- **GIVEN INSTRUCTION**
Copy out the rows below word for word, from the line containing "the cilantro stem." through the end of the rows, including that first line.

--- start of RECORDS PROVIDED ---

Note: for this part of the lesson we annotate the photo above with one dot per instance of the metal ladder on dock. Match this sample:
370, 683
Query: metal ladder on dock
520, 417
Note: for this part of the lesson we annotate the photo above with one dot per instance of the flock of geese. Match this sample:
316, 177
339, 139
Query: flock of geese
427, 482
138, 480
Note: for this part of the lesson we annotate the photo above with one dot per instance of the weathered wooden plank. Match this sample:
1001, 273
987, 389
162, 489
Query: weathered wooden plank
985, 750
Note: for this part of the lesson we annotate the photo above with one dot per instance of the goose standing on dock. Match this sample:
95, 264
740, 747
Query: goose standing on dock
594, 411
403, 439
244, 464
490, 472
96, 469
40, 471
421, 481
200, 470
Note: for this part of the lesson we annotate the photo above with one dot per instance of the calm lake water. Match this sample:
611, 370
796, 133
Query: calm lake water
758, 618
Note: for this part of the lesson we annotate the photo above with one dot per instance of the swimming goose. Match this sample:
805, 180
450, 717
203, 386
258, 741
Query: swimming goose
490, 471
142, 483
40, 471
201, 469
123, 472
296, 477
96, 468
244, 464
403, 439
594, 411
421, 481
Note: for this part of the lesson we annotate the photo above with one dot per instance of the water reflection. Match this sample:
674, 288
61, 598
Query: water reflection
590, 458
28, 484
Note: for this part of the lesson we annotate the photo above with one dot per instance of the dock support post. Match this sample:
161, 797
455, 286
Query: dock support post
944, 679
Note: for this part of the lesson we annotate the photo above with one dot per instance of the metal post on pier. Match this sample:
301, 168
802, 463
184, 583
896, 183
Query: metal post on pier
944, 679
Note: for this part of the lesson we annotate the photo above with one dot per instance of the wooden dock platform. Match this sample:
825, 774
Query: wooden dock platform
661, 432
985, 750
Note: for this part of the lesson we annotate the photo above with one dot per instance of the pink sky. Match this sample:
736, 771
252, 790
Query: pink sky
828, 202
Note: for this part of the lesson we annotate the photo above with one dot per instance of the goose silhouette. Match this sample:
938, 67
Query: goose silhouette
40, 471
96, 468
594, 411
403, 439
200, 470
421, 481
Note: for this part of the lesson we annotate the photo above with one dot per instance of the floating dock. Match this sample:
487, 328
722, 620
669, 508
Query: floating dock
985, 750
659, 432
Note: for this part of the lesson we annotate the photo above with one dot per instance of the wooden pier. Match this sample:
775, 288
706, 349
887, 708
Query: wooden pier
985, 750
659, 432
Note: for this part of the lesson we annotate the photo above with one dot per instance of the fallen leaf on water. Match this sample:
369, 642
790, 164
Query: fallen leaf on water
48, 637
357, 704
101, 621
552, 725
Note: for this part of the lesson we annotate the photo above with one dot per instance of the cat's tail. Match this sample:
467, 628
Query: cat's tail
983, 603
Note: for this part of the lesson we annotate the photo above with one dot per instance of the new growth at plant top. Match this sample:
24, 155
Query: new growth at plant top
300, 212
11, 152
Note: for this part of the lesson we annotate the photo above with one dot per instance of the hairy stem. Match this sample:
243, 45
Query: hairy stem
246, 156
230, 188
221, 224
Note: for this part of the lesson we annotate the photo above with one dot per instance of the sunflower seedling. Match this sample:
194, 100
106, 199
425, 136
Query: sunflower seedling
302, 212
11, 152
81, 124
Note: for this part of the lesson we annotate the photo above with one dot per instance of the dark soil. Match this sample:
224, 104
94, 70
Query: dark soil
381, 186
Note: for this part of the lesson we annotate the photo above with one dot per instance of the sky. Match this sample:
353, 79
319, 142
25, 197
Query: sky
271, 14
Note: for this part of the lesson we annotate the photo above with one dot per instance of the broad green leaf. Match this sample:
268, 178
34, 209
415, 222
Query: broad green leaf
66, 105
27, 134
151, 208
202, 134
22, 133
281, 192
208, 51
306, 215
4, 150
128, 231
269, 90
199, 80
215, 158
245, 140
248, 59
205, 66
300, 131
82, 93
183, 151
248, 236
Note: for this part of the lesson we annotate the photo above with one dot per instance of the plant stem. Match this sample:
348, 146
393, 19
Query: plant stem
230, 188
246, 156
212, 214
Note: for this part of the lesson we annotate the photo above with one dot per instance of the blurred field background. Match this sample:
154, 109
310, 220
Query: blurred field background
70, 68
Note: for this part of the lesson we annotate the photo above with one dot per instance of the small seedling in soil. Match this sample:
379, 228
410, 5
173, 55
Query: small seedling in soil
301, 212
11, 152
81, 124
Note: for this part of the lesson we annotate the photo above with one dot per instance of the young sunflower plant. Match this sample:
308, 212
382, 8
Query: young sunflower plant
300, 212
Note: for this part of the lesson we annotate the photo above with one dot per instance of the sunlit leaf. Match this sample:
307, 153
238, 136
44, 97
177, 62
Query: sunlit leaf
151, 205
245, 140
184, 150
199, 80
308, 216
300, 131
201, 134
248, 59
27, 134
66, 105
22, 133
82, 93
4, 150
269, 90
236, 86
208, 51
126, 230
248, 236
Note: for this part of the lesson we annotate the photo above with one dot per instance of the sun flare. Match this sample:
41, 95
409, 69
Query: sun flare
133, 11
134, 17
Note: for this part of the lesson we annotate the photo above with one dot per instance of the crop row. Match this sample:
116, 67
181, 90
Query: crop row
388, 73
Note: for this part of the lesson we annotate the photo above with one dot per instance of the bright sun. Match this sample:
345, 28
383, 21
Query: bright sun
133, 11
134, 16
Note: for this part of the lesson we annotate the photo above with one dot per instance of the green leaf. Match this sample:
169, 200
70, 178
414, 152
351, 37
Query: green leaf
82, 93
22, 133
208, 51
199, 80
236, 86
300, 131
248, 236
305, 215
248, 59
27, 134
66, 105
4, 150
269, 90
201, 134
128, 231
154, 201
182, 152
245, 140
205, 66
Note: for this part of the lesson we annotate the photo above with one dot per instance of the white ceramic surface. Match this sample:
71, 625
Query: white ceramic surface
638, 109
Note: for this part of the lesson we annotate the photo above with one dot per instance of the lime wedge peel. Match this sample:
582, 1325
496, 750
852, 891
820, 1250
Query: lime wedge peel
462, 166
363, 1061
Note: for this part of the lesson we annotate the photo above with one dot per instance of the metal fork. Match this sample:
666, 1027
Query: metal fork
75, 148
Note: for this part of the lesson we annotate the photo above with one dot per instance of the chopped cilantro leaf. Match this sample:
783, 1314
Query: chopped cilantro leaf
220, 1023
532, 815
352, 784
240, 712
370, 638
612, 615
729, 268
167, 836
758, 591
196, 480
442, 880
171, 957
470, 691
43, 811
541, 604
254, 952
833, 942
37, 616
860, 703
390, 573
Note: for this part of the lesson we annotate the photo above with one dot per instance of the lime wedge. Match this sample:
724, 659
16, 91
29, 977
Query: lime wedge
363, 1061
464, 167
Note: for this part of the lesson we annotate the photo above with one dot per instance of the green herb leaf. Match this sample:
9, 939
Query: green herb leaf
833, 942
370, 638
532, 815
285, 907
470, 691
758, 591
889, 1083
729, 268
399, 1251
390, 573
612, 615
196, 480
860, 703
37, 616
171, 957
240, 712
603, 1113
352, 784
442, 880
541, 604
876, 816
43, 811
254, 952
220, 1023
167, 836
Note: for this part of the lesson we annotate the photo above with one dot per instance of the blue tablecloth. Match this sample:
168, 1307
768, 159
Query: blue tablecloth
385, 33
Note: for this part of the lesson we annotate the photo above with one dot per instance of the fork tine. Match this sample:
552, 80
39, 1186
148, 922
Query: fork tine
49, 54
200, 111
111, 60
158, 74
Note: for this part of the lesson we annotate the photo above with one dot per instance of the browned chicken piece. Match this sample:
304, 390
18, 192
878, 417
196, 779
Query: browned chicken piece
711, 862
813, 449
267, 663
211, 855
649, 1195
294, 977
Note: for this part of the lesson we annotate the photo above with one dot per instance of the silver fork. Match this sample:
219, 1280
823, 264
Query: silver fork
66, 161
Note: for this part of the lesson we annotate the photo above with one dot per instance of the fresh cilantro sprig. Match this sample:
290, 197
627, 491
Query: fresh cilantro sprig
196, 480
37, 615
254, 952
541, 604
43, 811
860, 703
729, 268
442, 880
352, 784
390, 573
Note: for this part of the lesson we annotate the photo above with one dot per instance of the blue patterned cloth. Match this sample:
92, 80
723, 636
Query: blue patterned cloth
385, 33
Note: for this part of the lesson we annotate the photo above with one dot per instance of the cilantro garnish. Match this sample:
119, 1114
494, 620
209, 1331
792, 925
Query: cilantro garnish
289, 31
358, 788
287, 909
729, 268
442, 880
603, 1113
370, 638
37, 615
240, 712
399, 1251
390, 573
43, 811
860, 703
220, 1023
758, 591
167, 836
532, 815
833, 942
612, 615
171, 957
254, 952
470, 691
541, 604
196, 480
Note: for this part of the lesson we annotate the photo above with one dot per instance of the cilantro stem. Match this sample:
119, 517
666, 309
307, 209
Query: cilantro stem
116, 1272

--- end of RECORDS PROVIDED ---

- **EXERCISE RESPONSE**
Note: for this part of the lesson we annotate the photo above with one dot per instance of the cilantro stem. Match this sample:
119, 517
666, 309
307, 209
Query: cilantro stem
116, 1272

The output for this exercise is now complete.